(Dataset entries):
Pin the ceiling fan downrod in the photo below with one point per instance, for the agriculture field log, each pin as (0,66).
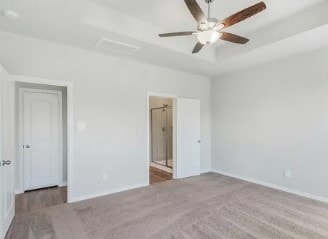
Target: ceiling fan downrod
(209,7)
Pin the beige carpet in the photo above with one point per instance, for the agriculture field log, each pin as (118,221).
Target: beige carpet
(208,206)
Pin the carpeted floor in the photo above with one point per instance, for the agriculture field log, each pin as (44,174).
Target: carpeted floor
(207,206)
(36,199)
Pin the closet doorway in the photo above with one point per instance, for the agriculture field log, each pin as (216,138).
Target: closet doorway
(161,138)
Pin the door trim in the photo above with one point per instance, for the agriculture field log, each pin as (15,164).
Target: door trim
(70,124)
(21,133)
(174,123)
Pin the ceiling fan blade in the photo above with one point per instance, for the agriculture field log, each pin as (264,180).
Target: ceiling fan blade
(196,11)
(197,48)
(175,34)
(244,14)
(226,36)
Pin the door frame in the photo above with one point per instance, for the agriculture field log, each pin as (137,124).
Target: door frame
(21,104)
(174,123)
(70,124)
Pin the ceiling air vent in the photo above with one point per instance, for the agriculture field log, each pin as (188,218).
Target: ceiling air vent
(110,45)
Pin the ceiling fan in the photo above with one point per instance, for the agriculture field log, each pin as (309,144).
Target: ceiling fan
(209,29)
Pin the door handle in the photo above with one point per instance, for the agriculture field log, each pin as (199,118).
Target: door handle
(6,162)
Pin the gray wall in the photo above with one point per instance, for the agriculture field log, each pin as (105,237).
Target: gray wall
(274,117)
(19,85)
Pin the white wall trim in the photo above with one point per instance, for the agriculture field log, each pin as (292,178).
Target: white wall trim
(62,184)
(270,185)
(105,193)
(19,191)
(70,123)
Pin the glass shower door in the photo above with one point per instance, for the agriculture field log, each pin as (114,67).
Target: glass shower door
(161,136)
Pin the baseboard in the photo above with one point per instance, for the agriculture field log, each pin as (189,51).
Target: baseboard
(19,191)
(95,195)
(206,171)
(270,185)
(63,184)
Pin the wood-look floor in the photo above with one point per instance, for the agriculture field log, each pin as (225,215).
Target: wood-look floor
(41,198)
(156,175)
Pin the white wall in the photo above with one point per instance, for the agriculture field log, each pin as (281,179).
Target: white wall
(110,95)
(274,117)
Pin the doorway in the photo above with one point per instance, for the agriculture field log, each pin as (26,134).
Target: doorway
(42,146)
(161,138)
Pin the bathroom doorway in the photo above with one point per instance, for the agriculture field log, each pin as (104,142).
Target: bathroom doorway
(161,139)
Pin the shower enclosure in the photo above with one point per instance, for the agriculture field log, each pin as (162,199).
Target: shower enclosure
(161,135)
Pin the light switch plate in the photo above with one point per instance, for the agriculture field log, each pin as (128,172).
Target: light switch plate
(287,173)
(81,126)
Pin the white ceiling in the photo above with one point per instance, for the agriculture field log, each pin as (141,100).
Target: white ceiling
(138,22)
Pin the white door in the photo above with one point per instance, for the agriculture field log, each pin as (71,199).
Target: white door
(42,138)
(7,197)
(188,138)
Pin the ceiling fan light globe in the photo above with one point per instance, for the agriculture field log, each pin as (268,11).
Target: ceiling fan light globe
(208,37)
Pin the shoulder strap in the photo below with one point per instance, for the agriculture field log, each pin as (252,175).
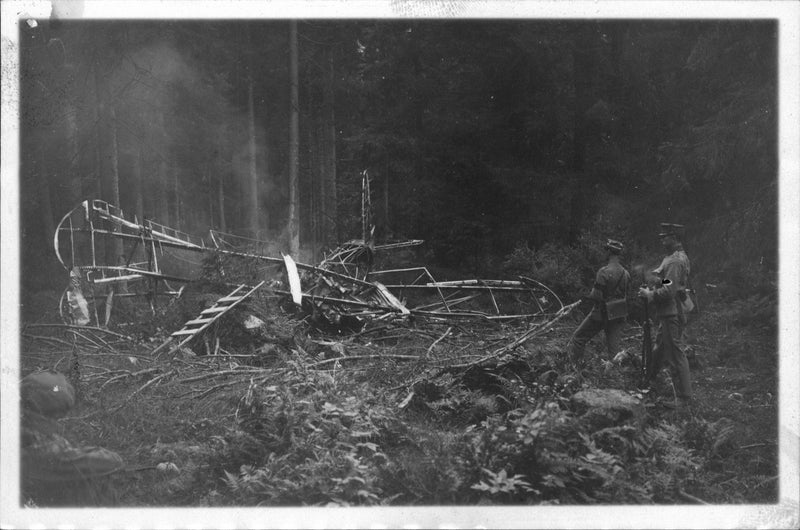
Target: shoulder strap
(614,290)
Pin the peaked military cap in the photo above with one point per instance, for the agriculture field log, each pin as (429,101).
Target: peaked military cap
(671,229)
(613,244)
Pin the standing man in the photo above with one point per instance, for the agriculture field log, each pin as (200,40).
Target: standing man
(668,299)
(611,283)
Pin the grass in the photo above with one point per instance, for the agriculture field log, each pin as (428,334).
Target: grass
(242,431)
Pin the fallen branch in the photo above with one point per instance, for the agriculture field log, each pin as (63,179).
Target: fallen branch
(87,339)
(50,339)
(142,388)
(521,339)
(691,498)
(196,378)
(128,374)
(352,357)
(219,386)
(437,341)
(72,326)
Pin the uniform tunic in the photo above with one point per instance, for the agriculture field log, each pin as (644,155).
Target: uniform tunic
(674,274)
(611,282)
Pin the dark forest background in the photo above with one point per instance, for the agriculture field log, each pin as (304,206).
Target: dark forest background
(505,145)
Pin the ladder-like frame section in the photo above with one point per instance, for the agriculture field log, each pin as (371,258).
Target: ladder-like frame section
(194,327)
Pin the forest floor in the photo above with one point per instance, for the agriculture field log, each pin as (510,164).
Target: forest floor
(289,416)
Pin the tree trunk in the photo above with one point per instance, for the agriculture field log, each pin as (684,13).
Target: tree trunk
(176,199)
(109,158)
(221,202)
(44,203)
(138,184)
(161,207)
(329,195)
(74,193)
(582,77)
(294,143)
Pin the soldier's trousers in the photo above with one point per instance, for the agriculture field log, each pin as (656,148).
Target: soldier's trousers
(669,352)
(591,326)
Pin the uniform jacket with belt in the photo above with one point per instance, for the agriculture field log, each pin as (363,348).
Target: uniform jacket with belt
(674,273)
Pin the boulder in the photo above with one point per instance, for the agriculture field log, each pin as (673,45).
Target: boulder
(606,407)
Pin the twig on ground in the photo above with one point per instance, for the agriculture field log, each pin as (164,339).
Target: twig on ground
(142,388)
(534,331)
(353,357)
(128,374)
(47,339)
(71,326)
(437,341)
(196,378)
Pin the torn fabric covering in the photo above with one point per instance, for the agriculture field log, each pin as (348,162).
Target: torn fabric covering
(294,279)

(Task directions):
Above are the records; print exactly the lines from the line with "Pin the carpeted" to the line with "Pin the door trim", including both, and nothing else.

(Written solution):
Pin the carpeted floor in the photo above with one point per instance, for the agriculture field log, each pin as (44,174).
Target: carpeted floor
(207,206)
(36,199)
Pin the closet doorway in the photo above with one point per instance, for the agriculture field log, each pin as (216,138).
Target: closet doorway
(161,138)
Pin the door trim in the photo above with one point per instance, for the agriculture field log, each pin as (15,164).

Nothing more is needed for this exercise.